• _Work order_:
Transcribe exactly, please, the lines from the one containing "In the photo above, each instance of the rough" through the end of the records below, and leave out the pictures.

• _Material for this exercise_:
****

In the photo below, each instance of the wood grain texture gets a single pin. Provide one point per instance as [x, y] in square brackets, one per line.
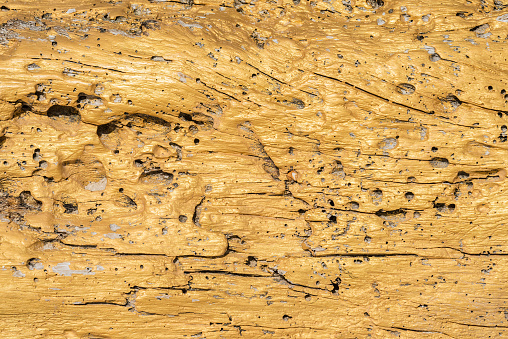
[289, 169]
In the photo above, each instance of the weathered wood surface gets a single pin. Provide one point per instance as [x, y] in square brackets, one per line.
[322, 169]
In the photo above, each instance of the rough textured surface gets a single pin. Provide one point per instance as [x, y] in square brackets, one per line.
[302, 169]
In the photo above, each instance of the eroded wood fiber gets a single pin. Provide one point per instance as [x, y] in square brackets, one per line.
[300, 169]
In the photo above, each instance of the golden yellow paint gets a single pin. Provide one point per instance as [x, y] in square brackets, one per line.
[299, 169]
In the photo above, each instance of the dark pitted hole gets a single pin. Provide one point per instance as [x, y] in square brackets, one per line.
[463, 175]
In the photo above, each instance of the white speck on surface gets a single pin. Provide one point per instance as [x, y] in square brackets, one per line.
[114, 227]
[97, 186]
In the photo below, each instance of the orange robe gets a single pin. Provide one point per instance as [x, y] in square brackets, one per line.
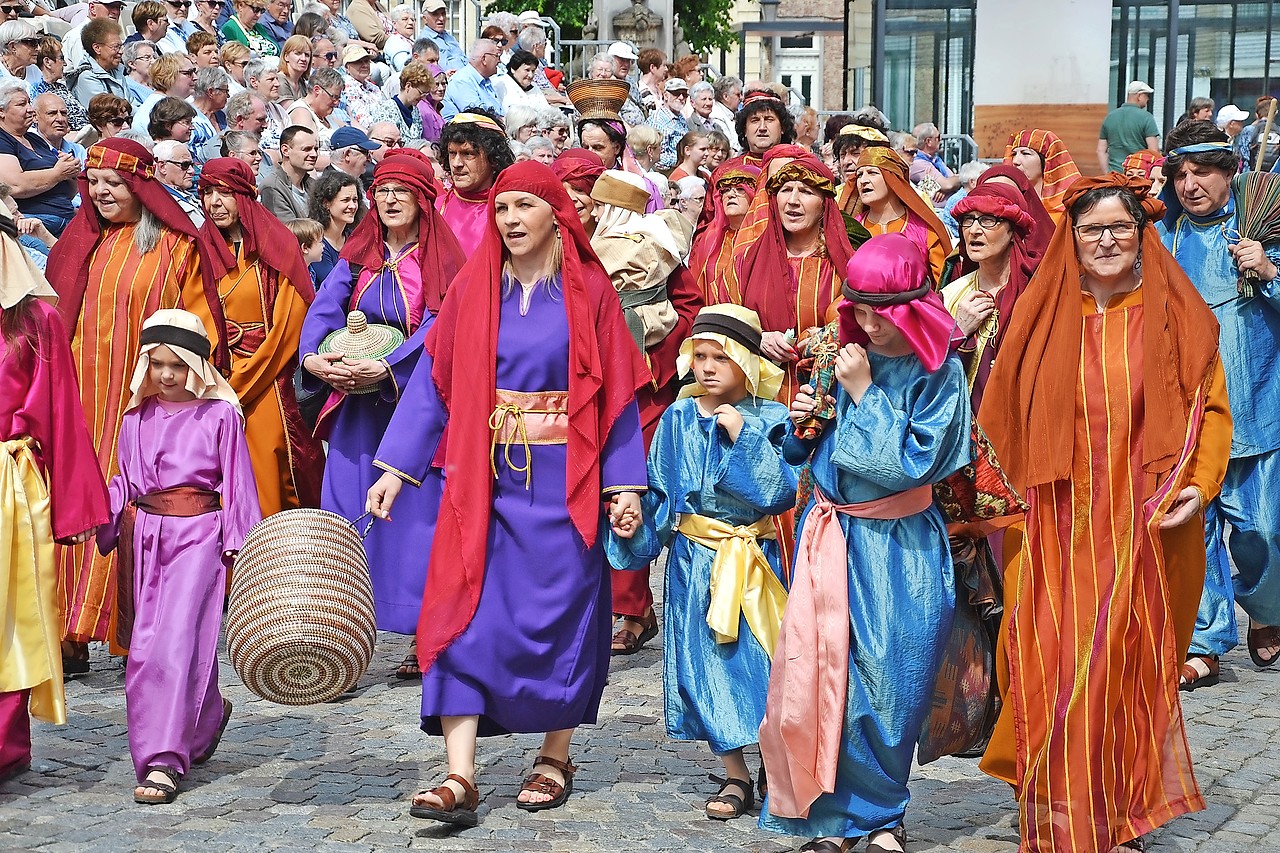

****

• _Response_:
In the photo above, each instance of the rough textured surface gets a single pin. Provide one point per instance as [x, y] in square brackets, one per line.
[302, 169]
In the photo above, each instance of the eroded wood fiber gets a single pin. Provide one point per instance as [x, y] in square brackets, one per line.
[300, 169]
In the photo above, each instance of the golden yellow paint gets a single pin. Provide one point per instance as [x, y] in square brackets, one per line.
[299, 169]
In the photo above, each instance of the dark pitted hole gets a single pin. Provide one point per instance as [x, y] in square brackets, one per line.
[463, 175]
In the photo above, each instance of the white speck on surface gets a single pin. Provide one point per instance as [x, y] in square brackets, one per line.
[114, 227]
[97, 186]
In the photo below, each instance of the orange robe gets a single pin. Provide one point per instance as [x, y] in square brackets, one per line.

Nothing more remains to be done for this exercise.